Document passage: Begin

The holiday season brings both good and bad news for
pecan growers. Because of the
small crop, prices are up — way up. But most farmers can’t
supply enough pecans to meet
the holiday demand.

pecantn.gif (23108 bytes)
GOLDEN
PECANS
are worth nearly that much this year.
Weather conditions just the opposite
of perfect for pecans dropped this year’s crop yields by
nearly 45 percent. One pecan
wholesaler said consumers should expext to pay double
last year’s prices for pecan gifts.

Candy makers and specialty shops are willing to pay top
dollar for the scarce pecans to
meet their holiday gift orders, said Ron Cannon, a buyer at
Young Pecan Company in Albany,
Ga.

“So if you have plans to give pecans as gifts this
winter, be ready to pay nearly
twice what you did last year,” he said.

The good news is that 150 million pounds of the 1997 crop
are still available.
“The carry-over from last year will help supply this year’s
demand,” Cannon
said.

Cannon said he’s seen fewer and lower-quality nuts come
into their warehouse. “The
most noticeable effect is the drop in meat quantity,” Cannon
said.

Document passage: End
Data for review: Begin

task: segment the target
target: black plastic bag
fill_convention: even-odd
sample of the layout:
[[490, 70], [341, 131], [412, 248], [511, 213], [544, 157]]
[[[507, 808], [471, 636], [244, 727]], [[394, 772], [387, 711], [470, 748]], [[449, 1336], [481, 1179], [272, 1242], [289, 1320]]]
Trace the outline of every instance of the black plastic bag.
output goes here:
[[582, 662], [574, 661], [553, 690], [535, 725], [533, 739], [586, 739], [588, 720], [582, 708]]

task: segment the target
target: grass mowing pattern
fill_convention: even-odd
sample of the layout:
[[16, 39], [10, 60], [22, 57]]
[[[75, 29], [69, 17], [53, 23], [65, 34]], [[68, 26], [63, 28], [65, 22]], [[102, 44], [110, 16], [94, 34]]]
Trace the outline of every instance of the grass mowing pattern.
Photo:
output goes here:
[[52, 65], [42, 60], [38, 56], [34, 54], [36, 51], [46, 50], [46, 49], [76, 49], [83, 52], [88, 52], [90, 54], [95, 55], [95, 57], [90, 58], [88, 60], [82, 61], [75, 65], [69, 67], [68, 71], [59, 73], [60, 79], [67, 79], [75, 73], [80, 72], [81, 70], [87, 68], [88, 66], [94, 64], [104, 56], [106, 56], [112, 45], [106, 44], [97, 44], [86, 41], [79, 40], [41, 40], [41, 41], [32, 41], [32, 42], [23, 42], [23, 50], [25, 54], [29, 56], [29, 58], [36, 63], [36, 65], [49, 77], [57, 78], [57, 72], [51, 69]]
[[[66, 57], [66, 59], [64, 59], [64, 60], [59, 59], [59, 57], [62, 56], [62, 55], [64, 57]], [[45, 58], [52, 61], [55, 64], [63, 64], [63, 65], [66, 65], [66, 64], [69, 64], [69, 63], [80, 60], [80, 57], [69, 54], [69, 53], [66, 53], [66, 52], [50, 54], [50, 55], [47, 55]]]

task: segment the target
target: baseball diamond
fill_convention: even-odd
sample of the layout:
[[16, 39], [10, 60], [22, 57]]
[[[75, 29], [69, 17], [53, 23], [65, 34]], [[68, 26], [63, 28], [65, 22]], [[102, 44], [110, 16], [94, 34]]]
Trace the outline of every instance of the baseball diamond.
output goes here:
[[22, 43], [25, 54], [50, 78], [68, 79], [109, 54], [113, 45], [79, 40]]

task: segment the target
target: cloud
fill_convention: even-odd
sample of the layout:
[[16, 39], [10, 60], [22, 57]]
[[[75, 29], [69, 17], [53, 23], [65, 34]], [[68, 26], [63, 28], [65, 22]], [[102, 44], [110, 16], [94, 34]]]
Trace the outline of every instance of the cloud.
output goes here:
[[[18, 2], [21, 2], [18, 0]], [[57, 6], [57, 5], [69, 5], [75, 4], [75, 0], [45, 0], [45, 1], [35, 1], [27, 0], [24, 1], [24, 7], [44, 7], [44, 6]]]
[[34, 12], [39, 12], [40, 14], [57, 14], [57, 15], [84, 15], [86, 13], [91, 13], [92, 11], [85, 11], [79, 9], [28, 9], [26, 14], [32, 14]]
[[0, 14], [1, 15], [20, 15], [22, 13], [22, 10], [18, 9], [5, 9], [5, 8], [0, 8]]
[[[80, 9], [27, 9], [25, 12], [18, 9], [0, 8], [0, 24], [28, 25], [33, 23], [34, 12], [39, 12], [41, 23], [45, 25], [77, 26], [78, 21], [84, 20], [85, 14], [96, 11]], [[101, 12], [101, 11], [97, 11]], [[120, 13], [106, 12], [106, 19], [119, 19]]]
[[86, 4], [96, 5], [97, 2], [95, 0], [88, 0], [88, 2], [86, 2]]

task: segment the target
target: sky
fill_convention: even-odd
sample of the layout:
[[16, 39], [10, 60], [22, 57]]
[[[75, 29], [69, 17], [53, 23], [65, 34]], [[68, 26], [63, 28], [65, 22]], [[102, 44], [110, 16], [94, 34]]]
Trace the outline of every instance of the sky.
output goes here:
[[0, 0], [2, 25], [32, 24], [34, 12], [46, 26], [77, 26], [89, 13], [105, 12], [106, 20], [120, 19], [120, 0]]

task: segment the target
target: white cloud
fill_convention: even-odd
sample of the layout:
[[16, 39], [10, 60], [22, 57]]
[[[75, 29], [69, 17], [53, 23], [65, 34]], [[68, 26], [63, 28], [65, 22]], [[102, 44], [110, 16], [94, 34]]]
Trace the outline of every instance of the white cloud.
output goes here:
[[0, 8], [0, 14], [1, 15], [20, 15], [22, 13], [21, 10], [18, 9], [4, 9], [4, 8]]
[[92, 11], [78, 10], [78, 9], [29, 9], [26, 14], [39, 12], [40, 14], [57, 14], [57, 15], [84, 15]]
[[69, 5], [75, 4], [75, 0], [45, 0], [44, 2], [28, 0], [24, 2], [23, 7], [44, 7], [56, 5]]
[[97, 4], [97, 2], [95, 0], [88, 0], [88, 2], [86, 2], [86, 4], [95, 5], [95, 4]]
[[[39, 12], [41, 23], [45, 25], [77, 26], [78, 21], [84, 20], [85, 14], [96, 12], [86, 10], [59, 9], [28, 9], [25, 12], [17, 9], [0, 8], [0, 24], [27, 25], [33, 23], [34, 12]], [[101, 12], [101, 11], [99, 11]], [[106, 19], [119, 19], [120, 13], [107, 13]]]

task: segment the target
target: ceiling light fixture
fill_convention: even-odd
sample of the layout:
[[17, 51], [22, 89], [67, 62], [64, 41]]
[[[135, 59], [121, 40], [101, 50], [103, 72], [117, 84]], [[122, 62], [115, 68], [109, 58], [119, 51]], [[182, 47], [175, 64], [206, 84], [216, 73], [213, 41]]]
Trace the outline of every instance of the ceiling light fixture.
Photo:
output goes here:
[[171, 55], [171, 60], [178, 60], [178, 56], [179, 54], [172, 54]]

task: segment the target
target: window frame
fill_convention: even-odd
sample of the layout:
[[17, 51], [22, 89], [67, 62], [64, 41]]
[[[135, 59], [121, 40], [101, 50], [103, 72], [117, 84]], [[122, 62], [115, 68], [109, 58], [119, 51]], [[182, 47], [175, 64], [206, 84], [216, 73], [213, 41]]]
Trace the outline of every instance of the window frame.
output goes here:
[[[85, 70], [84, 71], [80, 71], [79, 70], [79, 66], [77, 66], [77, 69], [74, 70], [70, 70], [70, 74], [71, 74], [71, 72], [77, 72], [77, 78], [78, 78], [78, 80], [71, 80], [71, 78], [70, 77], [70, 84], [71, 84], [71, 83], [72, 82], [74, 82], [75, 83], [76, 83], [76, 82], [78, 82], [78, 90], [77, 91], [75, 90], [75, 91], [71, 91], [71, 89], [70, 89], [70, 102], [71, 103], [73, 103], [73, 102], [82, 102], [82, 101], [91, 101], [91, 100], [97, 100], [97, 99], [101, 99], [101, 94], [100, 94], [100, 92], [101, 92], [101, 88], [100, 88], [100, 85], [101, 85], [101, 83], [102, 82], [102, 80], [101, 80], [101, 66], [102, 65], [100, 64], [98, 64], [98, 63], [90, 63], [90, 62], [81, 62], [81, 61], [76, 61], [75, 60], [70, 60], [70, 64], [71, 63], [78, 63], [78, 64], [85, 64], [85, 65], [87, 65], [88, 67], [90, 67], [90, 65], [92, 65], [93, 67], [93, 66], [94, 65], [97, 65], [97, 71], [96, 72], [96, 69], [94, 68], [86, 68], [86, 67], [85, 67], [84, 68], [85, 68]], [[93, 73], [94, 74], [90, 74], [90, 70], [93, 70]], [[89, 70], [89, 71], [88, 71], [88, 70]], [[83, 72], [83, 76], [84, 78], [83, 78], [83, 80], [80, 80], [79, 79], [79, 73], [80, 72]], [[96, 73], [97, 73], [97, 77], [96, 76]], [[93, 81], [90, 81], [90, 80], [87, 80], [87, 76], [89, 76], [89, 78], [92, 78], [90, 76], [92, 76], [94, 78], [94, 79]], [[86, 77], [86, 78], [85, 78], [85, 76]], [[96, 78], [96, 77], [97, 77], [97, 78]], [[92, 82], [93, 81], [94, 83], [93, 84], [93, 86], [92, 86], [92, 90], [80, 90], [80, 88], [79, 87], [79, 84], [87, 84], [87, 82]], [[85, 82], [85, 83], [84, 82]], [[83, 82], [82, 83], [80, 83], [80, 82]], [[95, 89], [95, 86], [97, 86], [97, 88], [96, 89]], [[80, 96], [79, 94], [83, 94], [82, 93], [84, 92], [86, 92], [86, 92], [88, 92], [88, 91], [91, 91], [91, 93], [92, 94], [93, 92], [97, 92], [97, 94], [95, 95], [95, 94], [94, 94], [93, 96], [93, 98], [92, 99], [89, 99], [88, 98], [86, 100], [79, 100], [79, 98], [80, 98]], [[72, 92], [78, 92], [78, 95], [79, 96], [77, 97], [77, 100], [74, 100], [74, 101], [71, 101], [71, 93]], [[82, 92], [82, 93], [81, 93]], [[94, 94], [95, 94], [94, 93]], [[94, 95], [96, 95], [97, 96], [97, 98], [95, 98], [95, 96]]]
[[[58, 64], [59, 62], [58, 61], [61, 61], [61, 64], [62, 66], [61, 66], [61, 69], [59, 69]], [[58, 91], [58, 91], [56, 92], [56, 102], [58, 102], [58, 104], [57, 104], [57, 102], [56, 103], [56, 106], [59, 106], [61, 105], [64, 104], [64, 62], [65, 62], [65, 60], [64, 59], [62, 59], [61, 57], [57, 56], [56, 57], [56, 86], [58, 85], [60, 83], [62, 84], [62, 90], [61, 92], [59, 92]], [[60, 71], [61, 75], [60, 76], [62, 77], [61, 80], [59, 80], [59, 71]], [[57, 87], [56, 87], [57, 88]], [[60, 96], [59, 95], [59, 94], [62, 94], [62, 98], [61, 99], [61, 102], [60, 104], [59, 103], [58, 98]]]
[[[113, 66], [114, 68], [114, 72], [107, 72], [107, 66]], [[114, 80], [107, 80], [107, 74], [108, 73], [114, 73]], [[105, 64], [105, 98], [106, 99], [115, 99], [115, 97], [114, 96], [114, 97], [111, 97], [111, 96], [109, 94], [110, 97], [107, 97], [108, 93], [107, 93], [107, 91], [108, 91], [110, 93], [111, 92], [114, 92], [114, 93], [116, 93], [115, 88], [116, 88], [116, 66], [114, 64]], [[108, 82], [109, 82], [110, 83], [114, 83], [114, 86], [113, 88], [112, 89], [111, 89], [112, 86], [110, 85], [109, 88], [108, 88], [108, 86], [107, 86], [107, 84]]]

Data for review: End

**The task:**
According to the pecan article, by about how much did weather conditions reduce this year's pecan crop yields?

**Solution to this exercise:**
By nearly 45 percent.